## Task objective
Copy each of the entries below word for word, keeping every line in its original order and form.

## Data listing
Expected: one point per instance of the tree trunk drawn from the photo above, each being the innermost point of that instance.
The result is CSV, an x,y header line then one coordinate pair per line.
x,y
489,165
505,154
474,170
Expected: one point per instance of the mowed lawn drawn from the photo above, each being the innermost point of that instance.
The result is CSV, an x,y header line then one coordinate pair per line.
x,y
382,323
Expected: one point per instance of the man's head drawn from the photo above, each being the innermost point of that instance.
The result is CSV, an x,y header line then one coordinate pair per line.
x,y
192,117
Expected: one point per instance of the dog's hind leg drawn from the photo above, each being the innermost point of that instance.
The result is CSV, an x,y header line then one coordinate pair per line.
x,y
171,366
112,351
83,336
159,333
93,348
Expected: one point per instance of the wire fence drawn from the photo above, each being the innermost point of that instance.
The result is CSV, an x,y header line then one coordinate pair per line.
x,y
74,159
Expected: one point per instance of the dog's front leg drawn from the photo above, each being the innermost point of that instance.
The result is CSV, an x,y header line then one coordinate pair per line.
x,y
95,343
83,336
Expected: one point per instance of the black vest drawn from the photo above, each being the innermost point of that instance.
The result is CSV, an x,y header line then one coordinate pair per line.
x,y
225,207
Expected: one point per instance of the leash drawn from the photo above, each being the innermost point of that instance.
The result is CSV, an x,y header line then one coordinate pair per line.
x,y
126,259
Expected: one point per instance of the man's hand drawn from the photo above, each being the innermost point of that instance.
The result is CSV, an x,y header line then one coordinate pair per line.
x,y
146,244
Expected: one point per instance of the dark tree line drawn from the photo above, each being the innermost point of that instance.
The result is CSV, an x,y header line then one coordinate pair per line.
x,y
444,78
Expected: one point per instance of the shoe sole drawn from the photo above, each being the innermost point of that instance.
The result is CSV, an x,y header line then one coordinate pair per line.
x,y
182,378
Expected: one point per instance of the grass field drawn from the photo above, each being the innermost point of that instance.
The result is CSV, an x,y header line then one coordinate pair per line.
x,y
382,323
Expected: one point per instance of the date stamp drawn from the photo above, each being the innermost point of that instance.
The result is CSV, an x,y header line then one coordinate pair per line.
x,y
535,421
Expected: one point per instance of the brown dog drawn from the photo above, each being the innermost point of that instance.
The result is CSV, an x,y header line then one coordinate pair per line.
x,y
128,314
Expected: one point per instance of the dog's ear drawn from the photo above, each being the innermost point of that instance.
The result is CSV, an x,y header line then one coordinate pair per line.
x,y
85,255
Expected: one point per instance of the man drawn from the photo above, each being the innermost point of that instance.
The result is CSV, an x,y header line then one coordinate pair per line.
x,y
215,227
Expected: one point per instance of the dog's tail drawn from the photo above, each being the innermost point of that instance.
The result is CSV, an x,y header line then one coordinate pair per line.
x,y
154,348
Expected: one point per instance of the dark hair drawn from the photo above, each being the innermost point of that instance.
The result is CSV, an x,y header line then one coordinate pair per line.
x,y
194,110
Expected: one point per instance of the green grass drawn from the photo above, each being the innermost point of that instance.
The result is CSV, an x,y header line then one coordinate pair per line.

## Output of the exercise
Expected: one point per instance of the tree trunk drawn from the photo above, each being the innermost point of that instance.
The result is CSV, an x,y header line then one coordinate pair per line.
x,y
489,165
505,154
474,170
Expected: one point per instance of the mowed lawn drawn from the photo above, each being the innermost point of that instance.
The result is CSV, an x,y header line then one coordinate pair per line.
x,y
382,323
Expected: one point per instance of the man's head drawn from the photo above, each being the innermost point of that instance.
The result is CSV, an x,y header line then one coordinate pair per line.
x,y
192,117
Expected: one point per instance of the dog's hind leg drawn from the photo above, each being the innermost point of that instance.
The result is CSV, an x,y header line then one coordinate pair per line.
x,y
171,366
112,351
83,336
159,333
93,348
Expected: one point per instance of the wire fence drawn from the photo above, each being the innermost point of that instance.
The result is CSV, an x,y header line then one coordinate pair per line.
x,y
74,159
Expected: one point per instance of the dog's front leg drawn from the photo above, each being the innermost point of that instance.
The result is CSV, an x,y header line then one coordinate pair per line.
x,y
95,343
83,336
Expected: one point per instance of the black vest drawn from the photo above, each being the innermost point of that instance.
The result is CSV, an x,y header line then one coordinate pair per line.
x,y
225,207
Expected: one point per instance of the leash drawn from the photo above, each being the innermost point of that instance.
The result is CSV, an x,y header line then one coordinate pair per line.
x,y
126,259
Expected: one point per instance of the man's hand drawn from the photo above, each being the innermost point of that instance.
The result is CSV, an x,y header line then one coordinate pair per line.
x,y
146,244
Expected: one point per instance of the dark tree line drawn from the photo above, each being the innermost point of that instance.
The result is CSV, an x,y header line then one coordinate pair per line.
x,y
444,78
Expected: one point per instance of the shoe sole drawn from the photo above, each being the innermost point of that instance.
The result is CSV, an x,y header line then one coordinate pair per line.
x,y
182,378
Expected: one point per instance of the grass field drawn from the photo above, each being the innermost point of that instance.
The result is CSV, an x,y header line then one coordinate pair per line.
x,y
382,323
Expected: one point per instance of the date stamp drawn from the photo above, each being the innermost point of that instance.
The result is CSV, an x,y header line then one coordinate pair per line.
x,y
535,421
Expected: one point per instance of the brown dog drawn from the photo above, each being the innermost point of that instance.
The result is CSV, an x,y header line then one coordinate pair per line.
x,y
128,314
Expected: one point per instance of the dog's ear drawn from the photo above, each being the innermost point of that instance.
The result is CSV, an x,y header line then one coordinate pair per line.
x,y
85,255
Expected: one point per instance of the man drawn from the photo above, each being the innermost point of that instance.
The result is CSV, an x,y header line then one coordinate pair per line.
x,y
215,227
Expected: one point per instance of the dog's tail drawn from the photo above, each being the innermost point of that instance.
The result is CSV, an x,y header line then one coordinate pair per line.
x,y
154,348
Expected: one point per instance of the dark hair drawn from the photo above, each being the innermost point of that instance.
The result is CSV, an x,y header line then one coordinate pair per line.
x,y
194,110
Expected: one point per instance of the green grass drawn from the photo above, each being the innermost point of that instance.
The result is CSV, an x,y header line then one coordinate pair per line.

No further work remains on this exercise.